§ **Directions**: Leave out the pictures and copy every record exactly.

§ **Stored rows**:
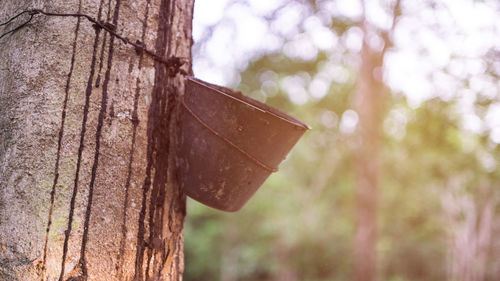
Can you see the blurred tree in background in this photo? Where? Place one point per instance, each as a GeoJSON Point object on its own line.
{"type": "Point", "coordinates": [426, 148]}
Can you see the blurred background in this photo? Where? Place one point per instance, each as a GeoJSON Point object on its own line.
{"type": "Point", "coordinates": [398, 179]}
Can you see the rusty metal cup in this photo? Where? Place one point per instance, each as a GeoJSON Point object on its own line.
{"type": "Point", "coordinates": [229, 144]}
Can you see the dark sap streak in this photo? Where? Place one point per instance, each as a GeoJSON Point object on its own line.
{"type": "Point", "coordinates": [156, 131]}
{"type": "Point", "coordinates": [88, 92]}
{"type": "Point", "coordinates": [100, 122]}
{"type": "Point", "coordinates": [59, 143]}
{"type": "Point", "coordinates": [101, 60]}
{"type": "Point", "coordinates": [135, 123]}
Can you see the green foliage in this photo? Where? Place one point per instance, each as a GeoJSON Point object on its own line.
{"type": "Point", "coordinates": [301, 223]}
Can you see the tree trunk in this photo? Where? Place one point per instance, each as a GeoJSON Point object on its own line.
{"type": "Point", "coordinates": [369, 102]}
{"type": "Point", "coordinates": [87, 183]}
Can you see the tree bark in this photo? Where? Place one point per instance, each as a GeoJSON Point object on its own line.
{"type": "Point", "coordinates": [88, 189]}
{"type": "Point", "coordinates": [370, 96]}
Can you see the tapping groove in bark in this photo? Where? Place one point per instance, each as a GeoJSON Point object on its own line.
{"type": "Point", "coordinates": [135, 123]}
{"type": "Point", "coordinates": [88, 92]}
{"type": "Point", "coordinates": [59, 143]}
{"type": "Point", "coordinates": [102, 113]}
{"type": "Point", "coordinates": [110, 205]}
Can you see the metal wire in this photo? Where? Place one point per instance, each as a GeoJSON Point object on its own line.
{"type": "Point", "coordinates": [173, 63]}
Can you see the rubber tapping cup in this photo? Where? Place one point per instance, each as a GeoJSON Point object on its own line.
{"type": "Point", "coordinates": [229, 144]}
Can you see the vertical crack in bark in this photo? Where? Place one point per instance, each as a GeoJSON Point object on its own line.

§ **Answer for the task**:
Can you see the blurred tree in background in this photo? Where? Place one point per instance, each as a GeoJSON Point object on its own line.
{"type": "Point", "coordinates": [426, 148]}
Can you see the blurred background in this photo? Where? Place one point per instance, each as a GeoJSON Point object on its own line.
{"type": "Point", "coordinates": [398, 179]}
Can you see the rusty metal cup in this photo? Where? Place one point per instance, each as a GeoJSON Point object on its own line.
{"type": "Point", "coordinates": [229, 144]}
Can you see the dark sap streak in this photo? Where? Place one point per instance, each as a GeoJSON Point object on its own line.
{"type": "Point", "coordinates": [156, 131]}
{"type": "Point", "coordinates": [88, 92]}
{"type": "Point", "coordinates": [100, 122]}
{"type": "Point", "coordinates": [59, 143]}
{"type": "Point", "coordinates": [101, 60]}
{"type": "Point", "coordinates": [135, 123]}
Can you see the green foliage in this photo? Where? Place one point per instance, each as a GeoJSON Point object on its own line.
{"type": "Point", "coordinates": [301, 223]}
Can you see the tree trunk in this photo? Where? Place one point per instance, each as a GeoJSON Point object on its own line.
{"type": "Point", "coordinates": [369, 102]}
{"type": "Point", "coordinates": [87, 183]}
Can you see the tree bark in this photo? Where? Place one point per instance, each as a GeoJSON Point object on its own line.
{"type": "Point", "coordinates": [88, 189]}
{"type": "Point", "coordinates": [370, 96]}
Can you see the tapping groove in bark in this photo? Where? Place one point per instance, each as a GeoJSON Point object on its own line.
{"type": "Point", "coordinates": [135, 123]}
{"type": "Point", "coordinates": [88, 92]}
{"type": "Point", "coordinates": [59, 143]}
{"type": "Point", "coordinates": [102, 113]}
{"type": "Point", "coordinates": [110, 205]}
Can you see the metal wire in this photo? Where? Place one point per instance, each as a GeoJSON Point object on its own line.
{"type": "Point", "coordinates": [173, 63]}
Can you see the rubber tapping cup in this photo? Where? Place one point per instance, each as a GeoJSON Point object on its own line.
{"type": "Point", "coordinates": [229, 144]}
Can you see the vertical crack in bark in this photo? Where? Place one point per instance, each as a GeoJSON Point object on its own line.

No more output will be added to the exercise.